PROMPT: Which lines in the items below contain the string "small", matched with case counting? Report each such line in full.

════════════════════

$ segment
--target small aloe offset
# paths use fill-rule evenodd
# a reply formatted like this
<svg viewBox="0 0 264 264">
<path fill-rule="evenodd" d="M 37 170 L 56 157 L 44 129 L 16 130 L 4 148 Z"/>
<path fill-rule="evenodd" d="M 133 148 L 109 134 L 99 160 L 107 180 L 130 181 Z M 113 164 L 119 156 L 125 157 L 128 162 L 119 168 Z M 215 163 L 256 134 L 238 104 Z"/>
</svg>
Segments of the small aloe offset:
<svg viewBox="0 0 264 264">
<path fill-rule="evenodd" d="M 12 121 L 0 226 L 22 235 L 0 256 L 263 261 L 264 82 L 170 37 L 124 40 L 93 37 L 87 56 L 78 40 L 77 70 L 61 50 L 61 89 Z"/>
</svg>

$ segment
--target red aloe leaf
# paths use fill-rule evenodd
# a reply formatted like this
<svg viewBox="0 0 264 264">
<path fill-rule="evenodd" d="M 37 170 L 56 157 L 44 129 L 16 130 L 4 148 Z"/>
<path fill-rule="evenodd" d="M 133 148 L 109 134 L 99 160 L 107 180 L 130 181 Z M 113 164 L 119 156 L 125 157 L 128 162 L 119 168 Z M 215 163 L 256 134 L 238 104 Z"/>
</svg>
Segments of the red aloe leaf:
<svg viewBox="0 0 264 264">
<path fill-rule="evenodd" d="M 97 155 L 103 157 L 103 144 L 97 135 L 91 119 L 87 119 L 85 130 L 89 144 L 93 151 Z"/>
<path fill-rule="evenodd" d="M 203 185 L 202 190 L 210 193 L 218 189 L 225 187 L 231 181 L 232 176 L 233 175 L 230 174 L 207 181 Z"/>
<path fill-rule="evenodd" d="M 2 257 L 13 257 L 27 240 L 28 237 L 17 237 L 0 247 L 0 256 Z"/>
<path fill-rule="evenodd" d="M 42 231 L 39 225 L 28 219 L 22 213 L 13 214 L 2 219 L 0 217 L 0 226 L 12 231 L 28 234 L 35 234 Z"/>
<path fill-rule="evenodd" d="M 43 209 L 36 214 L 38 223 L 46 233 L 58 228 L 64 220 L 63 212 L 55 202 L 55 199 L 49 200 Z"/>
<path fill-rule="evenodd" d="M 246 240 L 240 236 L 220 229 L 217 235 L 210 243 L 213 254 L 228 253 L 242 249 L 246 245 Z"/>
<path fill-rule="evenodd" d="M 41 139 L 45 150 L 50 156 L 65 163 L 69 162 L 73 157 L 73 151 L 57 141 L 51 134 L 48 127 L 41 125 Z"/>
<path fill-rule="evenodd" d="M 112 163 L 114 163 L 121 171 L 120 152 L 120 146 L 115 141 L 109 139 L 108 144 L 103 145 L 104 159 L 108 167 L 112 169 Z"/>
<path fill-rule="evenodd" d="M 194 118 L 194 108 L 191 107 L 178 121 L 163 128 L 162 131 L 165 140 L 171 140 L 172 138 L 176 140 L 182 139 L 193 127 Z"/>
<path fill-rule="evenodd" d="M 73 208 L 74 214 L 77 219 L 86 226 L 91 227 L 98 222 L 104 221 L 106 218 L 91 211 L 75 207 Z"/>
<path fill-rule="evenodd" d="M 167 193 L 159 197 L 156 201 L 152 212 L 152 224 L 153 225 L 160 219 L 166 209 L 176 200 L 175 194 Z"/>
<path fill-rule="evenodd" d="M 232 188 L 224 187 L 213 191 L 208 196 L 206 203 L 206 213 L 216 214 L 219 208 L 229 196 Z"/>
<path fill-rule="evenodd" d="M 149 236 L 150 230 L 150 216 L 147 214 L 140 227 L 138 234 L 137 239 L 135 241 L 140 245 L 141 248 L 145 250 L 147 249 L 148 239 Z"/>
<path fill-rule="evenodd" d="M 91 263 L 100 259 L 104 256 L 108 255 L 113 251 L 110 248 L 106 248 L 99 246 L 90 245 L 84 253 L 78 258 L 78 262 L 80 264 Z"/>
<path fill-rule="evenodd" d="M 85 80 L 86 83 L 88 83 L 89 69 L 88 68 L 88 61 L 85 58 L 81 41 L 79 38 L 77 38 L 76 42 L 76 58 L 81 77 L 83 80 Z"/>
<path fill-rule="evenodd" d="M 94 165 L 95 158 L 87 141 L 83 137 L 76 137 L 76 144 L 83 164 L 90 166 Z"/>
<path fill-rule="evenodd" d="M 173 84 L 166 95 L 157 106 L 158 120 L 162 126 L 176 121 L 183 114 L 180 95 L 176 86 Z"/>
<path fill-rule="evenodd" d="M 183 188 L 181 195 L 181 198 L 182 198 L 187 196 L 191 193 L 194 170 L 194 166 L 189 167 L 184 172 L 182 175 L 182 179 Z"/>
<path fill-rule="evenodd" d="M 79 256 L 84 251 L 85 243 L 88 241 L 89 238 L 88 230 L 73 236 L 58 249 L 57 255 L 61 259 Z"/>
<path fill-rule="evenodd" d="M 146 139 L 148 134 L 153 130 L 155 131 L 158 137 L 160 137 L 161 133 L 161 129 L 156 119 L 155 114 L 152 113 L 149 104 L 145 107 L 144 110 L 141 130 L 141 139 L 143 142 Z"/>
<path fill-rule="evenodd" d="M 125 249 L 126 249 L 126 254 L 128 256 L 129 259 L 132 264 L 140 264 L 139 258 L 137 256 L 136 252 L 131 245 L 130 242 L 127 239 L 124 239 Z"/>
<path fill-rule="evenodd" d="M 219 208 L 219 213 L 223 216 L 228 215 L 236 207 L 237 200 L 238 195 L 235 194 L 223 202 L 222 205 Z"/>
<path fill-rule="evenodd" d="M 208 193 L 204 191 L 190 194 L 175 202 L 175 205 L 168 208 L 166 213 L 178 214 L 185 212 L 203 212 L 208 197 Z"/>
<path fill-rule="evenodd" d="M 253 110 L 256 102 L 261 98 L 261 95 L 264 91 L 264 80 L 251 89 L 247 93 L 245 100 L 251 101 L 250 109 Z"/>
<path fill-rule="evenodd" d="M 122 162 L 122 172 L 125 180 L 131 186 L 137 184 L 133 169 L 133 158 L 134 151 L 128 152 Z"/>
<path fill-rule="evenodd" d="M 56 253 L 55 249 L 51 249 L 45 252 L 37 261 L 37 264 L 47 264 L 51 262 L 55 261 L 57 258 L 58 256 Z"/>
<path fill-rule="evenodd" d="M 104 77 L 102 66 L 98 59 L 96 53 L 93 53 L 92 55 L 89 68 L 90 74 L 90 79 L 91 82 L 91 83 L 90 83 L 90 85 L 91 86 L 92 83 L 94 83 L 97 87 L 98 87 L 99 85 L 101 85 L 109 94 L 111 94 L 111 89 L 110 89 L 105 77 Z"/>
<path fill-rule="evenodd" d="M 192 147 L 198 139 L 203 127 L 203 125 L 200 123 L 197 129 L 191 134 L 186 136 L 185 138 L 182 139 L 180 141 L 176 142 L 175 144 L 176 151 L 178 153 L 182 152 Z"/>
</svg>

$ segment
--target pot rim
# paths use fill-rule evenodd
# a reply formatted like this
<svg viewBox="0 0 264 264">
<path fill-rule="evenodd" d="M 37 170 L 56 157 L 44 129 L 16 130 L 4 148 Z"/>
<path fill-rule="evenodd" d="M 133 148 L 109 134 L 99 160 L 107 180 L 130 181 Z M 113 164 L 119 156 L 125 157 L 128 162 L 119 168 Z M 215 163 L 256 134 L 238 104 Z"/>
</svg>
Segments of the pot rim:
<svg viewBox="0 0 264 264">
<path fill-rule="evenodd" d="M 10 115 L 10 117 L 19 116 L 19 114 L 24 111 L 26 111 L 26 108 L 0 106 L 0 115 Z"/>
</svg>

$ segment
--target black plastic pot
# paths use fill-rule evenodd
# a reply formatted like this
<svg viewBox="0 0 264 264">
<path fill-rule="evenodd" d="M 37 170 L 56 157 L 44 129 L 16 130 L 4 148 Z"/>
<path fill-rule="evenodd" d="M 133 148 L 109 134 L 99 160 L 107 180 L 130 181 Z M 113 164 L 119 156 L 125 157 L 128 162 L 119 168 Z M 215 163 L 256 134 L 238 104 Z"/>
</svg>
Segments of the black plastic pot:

════════════════════

ANSWER TO THE TASK:
--target small aloe offset
Segments of the small aloe offset:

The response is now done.